- **TASK TO COMPLETE**
Please restate, word for word, the lines below that begin at the one with "Kindly mark the innermost point of each instance of the black" and end at the one with "blue binder clip shown above.". Leave out all other lines.

- **DATA TO PROCESS**
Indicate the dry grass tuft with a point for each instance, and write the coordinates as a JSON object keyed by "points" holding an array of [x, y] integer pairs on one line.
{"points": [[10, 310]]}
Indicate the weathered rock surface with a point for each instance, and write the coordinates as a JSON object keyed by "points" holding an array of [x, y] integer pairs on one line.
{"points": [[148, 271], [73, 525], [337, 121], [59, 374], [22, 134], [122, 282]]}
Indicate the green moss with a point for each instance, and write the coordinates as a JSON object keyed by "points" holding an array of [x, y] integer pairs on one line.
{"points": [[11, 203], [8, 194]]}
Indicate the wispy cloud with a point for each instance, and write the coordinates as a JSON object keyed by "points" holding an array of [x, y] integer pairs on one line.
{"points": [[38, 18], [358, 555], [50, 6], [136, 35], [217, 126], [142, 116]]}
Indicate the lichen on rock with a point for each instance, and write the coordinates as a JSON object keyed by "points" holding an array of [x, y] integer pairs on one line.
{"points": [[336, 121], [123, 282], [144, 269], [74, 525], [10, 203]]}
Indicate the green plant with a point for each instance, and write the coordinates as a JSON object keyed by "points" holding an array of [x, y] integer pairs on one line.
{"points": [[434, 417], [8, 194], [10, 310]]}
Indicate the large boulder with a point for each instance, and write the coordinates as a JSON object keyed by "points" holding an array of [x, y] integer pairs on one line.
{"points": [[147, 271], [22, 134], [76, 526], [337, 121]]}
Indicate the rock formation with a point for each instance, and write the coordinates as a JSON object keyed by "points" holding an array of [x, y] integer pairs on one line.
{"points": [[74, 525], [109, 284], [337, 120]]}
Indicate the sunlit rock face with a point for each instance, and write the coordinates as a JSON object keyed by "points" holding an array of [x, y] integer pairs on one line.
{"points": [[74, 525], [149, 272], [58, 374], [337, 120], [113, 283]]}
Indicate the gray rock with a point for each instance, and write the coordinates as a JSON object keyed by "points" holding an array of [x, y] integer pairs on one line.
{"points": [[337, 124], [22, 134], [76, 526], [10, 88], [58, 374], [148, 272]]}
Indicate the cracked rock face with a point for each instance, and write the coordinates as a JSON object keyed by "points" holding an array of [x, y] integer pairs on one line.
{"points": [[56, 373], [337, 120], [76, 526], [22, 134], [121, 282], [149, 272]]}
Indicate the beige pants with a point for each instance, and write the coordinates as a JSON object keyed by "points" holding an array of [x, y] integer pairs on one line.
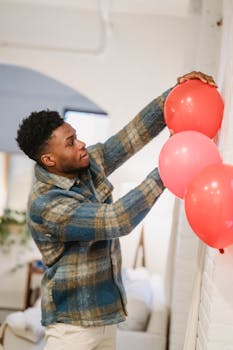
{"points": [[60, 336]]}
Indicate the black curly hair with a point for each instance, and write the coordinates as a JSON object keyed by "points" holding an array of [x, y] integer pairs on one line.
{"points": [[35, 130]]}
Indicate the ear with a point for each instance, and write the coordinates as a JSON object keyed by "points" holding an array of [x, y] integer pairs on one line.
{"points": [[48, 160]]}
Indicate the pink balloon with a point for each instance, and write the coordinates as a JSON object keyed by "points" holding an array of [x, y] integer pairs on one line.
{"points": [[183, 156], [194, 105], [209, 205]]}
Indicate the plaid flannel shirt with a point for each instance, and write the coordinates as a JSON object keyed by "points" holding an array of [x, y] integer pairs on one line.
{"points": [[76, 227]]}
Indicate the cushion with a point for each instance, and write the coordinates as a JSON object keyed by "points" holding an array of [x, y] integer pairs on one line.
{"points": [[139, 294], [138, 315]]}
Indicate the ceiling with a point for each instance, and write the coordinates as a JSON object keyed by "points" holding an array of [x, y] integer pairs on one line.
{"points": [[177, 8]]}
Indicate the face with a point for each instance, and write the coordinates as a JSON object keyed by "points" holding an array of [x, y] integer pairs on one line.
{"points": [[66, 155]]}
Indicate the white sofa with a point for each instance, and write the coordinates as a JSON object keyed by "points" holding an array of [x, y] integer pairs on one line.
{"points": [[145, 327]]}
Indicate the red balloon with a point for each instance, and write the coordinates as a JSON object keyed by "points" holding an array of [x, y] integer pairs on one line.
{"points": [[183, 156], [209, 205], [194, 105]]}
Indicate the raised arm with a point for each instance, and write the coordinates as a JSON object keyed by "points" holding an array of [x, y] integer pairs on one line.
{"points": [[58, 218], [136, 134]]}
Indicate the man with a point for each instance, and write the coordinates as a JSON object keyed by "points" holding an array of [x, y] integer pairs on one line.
---
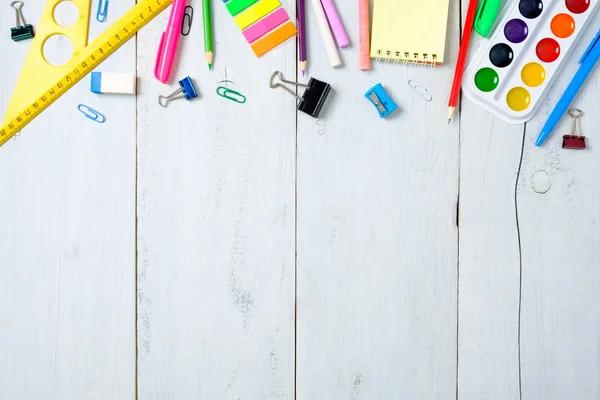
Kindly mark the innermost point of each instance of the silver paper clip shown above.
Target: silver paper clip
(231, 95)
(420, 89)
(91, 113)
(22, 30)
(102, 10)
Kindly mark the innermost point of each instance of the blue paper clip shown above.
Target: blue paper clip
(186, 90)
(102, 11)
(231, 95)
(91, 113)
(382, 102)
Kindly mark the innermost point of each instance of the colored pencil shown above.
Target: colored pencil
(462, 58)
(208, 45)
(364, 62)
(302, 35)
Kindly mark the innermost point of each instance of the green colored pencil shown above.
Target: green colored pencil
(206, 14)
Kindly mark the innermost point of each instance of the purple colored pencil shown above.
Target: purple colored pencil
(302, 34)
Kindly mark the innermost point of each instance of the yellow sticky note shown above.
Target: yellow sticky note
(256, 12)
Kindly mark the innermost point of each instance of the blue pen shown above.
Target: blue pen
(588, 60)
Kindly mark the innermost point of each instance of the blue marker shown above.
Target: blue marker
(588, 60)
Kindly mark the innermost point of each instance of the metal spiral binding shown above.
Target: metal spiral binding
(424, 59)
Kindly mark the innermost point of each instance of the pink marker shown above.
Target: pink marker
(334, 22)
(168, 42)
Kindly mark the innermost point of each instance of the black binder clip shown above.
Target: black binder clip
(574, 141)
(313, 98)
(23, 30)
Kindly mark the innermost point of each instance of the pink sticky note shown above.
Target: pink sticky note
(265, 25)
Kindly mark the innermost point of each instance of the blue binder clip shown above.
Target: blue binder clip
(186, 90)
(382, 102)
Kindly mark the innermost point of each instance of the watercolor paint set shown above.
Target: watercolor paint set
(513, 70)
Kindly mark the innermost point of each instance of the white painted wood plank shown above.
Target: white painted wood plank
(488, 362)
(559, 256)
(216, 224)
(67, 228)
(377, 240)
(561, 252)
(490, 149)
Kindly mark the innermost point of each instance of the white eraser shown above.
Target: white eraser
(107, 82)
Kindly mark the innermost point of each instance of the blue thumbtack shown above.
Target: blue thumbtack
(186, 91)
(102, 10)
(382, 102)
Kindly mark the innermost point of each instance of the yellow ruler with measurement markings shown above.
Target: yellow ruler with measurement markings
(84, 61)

- **RESPONSE AREA**
Kindly mark the innermost point of each instance of the black binder clip shown above.
Target: black binder clip
(574, 141)
(313, 98)
(23, 30)
Kindly mark the innermost point of each instance of the pink sticky note shown above.
Target: pink sticky note
(265, 25)
Kindly mark the innermost point of each instance of the blue binder clip shown above.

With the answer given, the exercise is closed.